WORK TO DO:
Gather each line of the records below that contains the string "jersey", and copy those lines in full.

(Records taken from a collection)
========================================

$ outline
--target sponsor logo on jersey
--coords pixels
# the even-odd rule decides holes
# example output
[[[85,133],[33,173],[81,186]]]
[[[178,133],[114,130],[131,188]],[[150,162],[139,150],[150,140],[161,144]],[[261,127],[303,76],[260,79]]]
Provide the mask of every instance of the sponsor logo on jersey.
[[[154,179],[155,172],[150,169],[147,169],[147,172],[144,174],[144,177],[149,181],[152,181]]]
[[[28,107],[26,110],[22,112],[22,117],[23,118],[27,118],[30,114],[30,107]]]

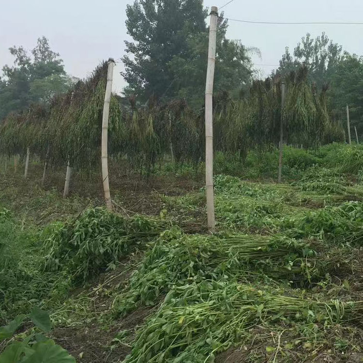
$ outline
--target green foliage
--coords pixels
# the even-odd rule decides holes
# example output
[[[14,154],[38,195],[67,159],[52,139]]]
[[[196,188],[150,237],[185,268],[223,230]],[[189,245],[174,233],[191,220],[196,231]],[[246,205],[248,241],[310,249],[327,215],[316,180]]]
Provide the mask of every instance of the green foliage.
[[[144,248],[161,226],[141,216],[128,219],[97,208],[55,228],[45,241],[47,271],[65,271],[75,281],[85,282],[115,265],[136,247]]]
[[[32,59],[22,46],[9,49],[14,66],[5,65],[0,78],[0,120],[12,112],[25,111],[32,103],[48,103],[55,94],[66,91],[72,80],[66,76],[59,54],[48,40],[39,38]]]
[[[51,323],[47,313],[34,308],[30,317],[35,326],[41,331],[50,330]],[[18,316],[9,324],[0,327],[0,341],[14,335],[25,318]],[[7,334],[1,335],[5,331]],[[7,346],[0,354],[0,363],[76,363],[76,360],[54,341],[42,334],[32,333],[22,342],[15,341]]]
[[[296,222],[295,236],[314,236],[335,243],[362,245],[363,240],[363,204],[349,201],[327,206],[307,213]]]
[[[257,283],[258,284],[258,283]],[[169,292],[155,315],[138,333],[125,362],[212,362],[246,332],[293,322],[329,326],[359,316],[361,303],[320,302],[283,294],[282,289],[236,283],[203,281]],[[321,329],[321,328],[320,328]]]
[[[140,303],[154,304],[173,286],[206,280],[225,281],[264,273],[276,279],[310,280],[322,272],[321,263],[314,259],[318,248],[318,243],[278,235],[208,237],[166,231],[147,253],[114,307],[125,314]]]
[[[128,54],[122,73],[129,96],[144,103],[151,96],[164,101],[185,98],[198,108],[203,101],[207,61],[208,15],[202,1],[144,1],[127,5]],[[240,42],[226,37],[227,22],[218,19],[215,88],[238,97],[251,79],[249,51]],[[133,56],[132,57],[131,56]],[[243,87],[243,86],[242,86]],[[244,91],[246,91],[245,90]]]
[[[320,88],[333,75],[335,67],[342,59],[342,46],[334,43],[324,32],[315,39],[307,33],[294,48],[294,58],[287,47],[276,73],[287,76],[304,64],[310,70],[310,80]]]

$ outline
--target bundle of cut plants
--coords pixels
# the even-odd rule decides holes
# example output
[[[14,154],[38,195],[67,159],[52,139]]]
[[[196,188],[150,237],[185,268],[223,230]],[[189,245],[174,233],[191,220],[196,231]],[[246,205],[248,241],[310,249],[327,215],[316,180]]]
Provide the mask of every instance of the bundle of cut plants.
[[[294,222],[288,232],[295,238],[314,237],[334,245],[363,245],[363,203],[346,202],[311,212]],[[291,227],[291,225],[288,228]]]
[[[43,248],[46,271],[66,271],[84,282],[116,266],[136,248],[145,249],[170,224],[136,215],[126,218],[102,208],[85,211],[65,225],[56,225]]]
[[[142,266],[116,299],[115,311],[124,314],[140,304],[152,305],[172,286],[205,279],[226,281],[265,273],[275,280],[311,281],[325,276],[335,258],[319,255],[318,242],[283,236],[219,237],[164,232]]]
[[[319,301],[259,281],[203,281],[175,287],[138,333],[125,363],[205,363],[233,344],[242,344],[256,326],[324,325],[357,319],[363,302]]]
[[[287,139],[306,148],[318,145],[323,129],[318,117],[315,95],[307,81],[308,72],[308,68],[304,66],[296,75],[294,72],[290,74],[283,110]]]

========================================

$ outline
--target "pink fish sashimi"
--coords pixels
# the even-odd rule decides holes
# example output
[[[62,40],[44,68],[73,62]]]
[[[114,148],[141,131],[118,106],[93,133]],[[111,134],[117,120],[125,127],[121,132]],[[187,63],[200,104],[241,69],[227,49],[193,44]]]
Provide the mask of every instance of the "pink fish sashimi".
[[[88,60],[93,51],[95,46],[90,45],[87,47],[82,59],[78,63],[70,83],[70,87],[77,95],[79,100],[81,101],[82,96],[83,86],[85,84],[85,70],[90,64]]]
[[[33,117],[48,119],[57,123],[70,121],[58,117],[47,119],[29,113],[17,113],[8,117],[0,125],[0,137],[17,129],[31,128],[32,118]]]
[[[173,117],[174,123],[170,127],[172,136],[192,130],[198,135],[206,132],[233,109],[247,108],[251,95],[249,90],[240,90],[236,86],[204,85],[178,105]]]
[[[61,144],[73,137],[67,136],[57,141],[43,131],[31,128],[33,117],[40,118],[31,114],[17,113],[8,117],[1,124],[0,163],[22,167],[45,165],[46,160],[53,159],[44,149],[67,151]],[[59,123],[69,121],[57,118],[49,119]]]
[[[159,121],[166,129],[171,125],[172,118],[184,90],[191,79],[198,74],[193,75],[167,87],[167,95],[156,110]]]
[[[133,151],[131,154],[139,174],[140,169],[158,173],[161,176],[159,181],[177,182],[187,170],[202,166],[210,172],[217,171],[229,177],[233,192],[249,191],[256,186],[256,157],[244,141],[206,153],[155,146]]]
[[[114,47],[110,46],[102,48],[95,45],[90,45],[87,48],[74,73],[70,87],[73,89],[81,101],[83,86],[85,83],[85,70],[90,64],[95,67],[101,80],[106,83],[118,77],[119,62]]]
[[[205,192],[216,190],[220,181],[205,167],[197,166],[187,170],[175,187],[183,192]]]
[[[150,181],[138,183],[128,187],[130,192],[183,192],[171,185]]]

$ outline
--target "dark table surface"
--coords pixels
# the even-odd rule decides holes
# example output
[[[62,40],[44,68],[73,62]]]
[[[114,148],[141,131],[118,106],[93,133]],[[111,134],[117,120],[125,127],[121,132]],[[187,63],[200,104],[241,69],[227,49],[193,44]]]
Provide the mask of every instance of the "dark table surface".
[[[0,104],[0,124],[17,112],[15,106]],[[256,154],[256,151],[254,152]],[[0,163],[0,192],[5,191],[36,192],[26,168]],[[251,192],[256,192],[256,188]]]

========================================

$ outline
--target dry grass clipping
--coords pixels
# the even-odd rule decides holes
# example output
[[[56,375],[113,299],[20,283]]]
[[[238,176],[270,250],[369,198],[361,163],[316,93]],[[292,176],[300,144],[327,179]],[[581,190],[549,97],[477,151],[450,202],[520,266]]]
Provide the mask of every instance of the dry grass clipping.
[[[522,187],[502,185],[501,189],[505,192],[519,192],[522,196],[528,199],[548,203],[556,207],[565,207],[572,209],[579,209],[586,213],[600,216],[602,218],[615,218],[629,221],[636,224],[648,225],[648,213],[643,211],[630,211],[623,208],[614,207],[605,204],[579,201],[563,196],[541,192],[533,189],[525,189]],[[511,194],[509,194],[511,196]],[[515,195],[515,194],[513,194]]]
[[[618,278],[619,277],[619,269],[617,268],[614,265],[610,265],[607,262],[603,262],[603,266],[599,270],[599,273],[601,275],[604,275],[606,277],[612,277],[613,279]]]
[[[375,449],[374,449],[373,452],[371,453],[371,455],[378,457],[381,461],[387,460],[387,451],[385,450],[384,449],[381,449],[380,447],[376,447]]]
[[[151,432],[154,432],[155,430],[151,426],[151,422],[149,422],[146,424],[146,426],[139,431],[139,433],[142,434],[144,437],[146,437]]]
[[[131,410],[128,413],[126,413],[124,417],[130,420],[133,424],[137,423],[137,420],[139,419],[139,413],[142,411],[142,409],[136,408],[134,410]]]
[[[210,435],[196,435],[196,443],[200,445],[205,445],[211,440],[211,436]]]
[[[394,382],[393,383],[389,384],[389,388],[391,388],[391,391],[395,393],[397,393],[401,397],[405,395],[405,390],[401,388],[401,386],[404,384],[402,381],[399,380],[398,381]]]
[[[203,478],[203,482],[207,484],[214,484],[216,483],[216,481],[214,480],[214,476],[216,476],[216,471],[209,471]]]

========================================

ANSWER FOR THIS EXERCISE:
--target sponsor logo on jersey
Provide the mask of every instance of the sponsor logo on jersey.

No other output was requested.